** Try it **
Your answer must hold only the lines below from the line containing "Target: red floral filament" through the line containing "Target: green leaf", each reproduced exactly.

Natural language region descriptions:
----
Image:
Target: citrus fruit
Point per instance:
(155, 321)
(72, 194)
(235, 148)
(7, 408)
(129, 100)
----
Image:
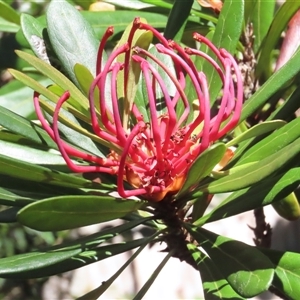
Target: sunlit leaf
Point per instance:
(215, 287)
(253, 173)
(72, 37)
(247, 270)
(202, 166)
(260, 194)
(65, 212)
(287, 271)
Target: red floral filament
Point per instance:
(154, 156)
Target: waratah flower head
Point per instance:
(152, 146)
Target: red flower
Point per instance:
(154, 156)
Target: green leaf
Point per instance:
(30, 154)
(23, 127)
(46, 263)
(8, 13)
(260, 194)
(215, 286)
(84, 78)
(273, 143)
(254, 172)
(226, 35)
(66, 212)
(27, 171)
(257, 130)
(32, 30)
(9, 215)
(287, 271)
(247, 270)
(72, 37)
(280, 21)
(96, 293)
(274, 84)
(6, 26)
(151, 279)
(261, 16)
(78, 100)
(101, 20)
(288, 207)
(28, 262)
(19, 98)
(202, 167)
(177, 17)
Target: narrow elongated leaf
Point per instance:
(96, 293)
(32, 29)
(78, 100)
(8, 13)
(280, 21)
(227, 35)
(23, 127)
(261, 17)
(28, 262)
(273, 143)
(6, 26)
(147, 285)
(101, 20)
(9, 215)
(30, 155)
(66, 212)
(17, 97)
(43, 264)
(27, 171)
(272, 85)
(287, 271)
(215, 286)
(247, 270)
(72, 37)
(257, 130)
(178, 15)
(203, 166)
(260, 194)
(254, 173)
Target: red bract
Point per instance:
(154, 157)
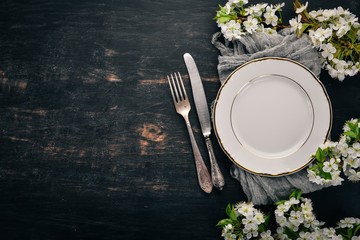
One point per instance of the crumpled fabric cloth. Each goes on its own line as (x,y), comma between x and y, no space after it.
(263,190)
----
** Result of this exercise **
Target: red floral filament
Point per instance:
(154, 156)
Target: waratah flower head
Point per instance:
(152, 146)
Target: red flower
Point per instance:
(154, 156)
Target: green leaf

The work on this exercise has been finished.